Short task ▸ Collect every line in the listing below that contains the word "belt". Copy each of those lines in full.

Detection examples ▸
□ □ □
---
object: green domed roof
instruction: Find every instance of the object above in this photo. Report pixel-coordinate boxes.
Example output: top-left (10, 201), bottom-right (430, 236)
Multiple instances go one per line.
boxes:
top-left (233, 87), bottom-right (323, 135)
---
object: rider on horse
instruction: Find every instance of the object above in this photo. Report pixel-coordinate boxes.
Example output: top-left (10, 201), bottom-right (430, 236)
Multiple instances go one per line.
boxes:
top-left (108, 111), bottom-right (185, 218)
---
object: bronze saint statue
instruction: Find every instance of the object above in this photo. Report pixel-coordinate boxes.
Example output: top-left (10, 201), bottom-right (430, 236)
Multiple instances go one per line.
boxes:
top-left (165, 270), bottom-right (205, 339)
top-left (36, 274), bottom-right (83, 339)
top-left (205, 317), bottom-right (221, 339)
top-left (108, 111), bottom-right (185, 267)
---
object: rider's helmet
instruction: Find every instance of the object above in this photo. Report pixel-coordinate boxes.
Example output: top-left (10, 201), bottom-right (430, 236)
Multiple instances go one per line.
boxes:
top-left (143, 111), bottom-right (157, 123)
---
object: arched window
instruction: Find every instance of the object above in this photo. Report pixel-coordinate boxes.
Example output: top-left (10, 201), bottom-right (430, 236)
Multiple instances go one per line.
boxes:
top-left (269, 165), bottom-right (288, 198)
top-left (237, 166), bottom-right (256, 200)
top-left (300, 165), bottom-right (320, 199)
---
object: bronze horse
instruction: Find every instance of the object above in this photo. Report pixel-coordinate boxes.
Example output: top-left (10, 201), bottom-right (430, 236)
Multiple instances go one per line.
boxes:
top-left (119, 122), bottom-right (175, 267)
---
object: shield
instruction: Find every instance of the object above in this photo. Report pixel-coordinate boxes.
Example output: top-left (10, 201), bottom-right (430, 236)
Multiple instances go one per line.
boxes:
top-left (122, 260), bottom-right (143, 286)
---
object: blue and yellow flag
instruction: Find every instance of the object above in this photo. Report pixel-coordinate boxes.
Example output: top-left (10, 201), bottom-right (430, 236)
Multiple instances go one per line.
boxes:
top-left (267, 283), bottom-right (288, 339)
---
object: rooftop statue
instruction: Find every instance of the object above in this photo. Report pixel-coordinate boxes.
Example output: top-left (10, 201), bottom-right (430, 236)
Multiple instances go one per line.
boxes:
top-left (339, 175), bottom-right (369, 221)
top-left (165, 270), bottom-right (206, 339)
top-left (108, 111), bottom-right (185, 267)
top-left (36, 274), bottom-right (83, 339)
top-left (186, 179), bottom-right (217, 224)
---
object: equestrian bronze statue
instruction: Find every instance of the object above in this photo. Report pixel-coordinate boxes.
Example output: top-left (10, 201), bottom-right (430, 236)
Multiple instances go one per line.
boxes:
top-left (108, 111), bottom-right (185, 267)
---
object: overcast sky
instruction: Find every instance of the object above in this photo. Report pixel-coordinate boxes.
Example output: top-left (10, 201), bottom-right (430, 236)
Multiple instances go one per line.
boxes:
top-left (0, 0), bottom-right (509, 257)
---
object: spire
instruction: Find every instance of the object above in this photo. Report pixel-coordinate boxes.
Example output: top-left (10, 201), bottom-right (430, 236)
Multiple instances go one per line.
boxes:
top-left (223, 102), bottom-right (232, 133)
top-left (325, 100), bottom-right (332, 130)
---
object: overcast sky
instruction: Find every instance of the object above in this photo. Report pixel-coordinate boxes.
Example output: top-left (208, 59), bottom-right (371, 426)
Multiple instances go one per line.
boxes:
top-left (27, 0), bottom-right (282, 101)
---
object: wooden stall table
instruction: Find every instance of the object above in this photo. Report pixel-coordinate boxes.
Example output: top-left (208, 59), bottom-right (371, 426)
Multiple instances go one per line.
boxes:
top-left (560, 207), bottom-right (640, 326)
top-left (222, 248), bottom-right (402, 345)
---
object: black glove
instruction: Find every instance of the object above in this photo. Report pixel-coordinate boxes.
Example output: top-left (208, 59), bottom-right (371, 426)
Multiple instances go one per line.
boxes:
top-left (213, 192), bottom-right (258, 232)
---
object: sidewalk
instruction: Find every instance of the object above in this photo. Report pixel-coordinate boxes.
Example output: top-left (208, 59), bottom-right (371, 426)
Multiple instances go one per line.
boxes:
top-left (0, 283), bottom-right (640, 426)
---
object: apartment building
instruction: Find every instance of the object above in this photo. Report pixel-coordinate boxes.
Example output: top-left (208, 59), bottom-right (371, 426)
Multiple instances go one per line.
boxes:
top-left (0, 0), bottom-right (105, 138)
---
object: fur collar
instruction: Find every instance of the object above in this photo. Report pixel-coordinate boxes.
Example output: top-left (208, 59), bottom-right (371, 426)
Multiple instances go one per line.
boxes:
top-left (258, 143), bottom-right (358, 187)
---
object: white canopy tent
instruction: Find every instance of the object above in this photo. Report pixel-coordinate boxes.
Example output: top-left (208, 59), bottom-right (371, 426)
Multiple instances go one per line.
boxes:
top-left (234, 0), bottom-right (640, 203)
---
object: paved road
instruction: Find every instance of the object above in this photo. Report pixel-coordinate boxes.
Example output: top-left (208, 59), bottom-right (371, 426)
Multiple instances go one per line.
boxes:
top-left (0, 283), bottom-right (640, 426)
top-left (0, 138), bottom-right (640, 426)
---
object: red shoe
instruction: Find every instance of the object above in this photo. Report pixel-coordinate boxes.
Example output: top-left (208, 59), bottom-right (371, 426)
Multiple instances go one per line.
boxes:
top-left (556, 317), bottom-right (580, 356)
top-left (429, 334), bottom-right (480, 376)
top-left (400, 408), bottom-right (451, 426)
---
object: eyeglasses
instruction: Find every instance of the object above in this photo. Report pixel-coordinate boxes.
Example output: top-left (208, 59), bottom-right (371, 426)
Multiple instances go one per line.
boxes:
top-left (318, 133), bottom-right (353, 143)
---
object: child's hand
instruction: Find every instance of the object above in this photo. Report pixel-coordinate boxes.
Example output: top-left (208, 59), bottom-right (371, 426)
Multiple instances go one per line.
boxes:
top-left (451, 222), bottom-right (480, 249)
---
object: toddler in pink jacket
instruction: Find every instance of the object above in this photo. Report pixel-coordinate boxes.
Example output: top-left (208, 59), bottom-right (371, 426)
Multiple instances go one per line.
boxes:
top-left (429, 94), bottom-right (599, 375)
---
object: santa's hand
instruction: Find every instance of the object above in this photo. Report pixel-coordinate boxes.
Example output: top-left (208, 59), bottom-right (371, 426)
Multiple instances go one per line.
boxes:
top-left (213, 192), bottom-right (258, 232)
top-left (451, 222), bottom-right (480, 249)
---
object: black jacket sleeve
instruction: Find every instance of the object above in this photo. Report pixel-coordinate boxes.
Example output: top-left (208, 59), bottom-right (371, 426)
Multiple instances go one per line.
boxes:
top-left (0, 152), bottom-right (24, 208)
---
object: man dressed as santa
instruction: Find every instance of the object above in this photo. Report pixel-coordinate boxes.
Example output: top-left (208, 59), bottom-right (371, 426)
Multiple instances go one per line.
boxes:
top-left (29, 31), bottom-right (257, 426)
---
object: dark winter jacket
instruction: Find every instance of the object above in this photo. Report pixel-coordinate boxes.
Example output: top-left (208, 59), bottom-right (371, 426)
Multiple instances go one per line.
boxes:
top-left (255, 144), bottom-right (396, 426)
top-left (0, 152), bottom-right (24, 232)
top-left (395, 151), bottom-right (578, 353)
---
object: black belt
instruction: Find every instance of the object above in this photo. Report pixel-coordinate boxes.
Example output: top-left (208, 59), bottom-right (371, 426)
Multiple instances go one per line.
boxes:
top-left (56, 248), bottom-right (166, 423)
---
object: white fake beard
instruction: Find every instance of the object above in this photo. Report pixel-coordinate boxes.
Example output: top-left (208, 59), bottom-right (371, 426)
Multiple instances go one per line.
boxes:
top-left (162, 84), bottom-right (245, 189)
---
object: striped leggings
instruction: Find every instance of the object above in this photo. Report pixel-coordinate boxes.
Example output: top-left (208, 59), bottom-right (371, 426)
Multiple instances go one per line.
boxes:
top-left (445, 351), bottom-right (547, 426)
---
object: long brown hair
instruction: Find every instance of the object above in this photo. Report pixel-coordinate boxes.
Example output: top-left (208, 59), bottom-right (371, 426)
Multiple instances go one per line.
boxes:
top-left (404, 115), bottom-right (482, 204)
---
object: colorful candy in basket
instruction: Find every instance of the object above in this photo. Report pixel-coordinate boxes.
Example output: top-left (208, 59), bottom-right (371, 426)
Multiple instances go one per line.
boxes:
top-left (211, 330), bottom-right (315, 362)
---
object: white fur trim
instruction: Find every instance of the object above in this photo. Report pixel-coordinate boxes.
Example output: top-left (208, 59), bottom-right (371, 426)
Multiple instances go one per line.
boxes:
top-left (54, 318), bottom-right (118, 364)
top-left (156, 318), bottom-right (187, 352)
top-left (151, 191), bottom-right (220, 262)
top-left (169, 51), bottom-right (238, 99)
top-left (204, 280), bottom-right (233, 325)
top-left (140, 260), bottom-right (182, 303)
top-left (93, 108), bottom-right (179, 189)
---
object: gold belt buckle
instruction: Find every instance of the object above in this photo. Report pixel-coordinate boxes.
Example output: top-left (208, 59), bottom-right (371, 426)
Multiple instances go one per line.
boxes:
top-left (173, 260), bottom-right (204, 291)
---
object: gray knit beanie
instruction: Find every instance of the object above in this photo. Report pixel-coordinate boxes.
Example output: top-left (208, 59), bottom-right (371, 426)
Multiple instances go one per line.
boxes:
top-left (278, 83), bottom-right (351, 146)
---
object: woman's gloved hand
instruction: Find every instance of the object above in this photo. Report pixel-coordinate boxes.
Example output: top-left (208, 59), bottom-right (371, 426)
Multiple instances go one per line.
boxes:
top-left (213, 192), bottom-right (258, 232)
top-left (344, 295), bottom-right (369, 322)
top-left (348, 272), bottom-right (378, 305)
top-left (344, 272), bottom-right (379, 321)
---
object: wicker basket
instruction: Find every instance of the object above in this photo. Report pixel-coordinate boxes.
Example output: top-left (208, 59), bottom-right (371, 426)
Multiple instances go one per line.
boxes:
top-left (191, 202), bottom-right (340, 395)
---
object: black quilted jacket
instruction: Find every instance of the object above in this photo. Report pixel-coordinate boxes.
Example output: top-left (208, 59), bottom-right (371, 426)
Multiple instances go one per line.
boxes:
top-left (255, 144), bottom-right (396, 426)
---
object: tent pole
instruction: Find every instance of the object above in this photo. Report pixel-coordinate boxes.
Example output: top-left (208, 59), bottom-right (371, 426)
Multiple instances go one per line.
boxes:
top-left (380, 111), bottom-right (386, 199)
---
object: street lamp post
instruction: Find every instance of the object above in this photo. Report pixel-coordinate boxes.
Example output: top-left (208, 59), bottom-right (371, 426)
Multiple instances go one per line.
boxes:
□ □ □
Response for this exercise ▸
object: black belt
object: gold belt buckle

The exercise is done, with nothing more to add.